_PAGE EXCERPT_.
Additionally, sentiment indicators across the board are flashing buy signals. These work great in bull markets to mark buying opportunities as signals that can be actionable in a short amount of time, but in bear markets, even unofficial ones, they act differently. For instance, the AAII Sentiment reading for Bears fell but still came in at 50.4%, which is in the 97th percentile of all readings. Furthermore, the 4-week moving average of the AAII Bears has pushed above the 50% level to 52.92% and an area of readings last seen during the 2008-2009 Great Financial Crisis, where we chopped around at these higher levels for almost a year. The point is sentiment indicators can remain primed and ready longer as investors anticipate bounces only to see failures. So, we need to get a catalyst or a technical level to permit us to get long bear market rallies.
However, we do have the SPX Components 10-day buy-to-open put/call ratio currently at 0.81 and working its way back near the 2020 peak during the pandemic crash, potentially giving us an opportunity to catch a bear market rally if we can get a rollover to unwind some of the bought-to-open put contracts’ open interest. This is still a far cry away from levels we saw in 2008-2009, but if the bear is just getting started, it might just need a relief rally before spiking to past levels seen in significant market downturns.

_STORED DATA_.
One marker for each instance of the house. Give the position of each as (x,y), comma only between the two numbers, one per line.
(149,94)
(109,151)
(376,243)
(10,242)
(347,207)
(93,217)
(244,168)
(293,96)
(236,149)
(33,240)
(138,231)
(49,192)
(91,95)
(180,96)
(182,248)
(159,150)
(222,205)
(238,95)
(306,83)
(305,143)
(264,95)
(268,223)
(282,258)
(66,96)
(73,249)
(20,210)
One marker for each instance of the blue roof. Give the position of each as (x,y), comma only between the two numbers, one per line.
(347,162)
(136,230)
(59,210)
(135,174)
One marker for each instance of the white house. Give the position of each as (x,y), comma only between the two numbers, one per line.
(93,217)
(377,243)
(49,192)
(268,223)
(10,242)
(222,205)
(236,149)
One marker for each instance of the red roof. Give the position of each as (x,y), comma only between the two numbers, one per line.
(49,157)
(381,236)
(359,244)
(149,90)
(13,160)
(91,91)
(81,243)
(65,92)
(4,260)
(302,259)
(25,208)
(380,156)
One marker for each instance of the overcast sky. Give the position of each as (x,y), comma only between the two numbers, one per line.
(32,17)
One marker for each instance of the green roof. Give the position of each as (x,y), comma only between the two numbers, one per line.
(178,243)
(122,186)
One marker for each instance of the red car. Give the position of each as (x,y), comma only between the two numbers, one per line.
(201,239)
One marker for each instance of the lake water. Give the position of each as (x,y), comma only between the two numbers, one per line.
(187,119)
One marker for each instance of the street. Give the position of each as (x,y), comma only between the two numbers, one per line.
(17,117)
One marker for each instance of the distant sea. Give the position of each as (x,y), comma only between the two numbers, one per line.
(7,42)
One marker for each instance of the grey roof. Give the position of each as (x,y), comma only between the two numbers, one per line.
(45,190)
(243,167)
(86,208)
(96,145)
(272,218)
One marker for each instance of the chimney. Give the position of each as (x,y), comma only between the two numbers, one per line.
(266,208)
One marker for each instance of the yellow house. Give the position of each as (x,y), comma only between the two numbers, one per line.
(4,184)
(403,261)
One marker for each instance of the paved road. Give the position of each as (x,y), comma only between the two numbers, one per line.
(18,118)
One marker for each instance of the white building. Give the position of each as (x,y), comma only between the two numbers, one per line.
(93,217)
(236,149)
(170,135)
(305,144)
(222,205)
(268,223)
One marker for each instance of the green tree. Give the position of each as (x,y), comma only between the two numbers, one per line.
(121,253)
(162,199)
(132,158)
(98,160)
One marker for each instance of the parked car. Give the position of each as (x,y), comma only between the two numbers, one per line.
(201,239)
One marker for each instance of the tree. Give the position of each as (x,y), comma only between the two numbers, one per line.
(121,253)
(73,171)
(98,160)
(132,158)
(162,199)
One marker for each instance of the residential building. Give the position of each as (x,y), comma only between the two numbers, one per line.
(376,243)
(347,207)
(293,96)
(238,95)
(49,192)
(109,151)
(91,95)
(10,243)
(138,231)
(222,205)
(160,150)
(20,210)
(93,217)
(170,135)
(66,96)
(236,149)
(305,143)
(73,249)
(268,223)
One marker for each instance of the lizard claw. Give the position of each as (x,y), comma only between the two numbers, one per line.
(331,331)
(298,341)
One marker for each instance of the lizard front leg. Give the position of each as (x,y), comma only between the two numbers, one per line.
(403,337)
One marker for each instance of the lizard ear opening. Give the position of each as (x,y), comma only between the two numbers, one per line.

_WORK ITEM A_. In the market sentiment excerpt, what is the current value of the SPX Components 10-day buy-to-open put/call ratio?
_WORK ITEM B_. Proceed with the market sentiment excerpt, picking up after its final sentence.

_TASK RESULT A_. 0.81

_TASK RESULT B_.
Investors and traders have been conditioned to buy the dip. With conversations I’ve had recently, it doesn’t feel like that has changed. I haven’t felt the panic or capitulation one would like to mark a major low. So, even though we have a contrarian sentiment setup for a bear rally, we need to heed caution in calling an ultimate market bottom. Play the rally if we get technical permission above the trendline we discussed earlier but be aware that market liquidity has tightened, and valuations remain above median levels. We could just as easily break below crucial support levels and experience another swift down move to support areas mentioned since bears don’t have many reasons to cover at this juncture. Corrections of this magnitude often extend lower than we expect, so staying nimble and trading what the market gives you is crucial at these moments until we get an all-clear signal.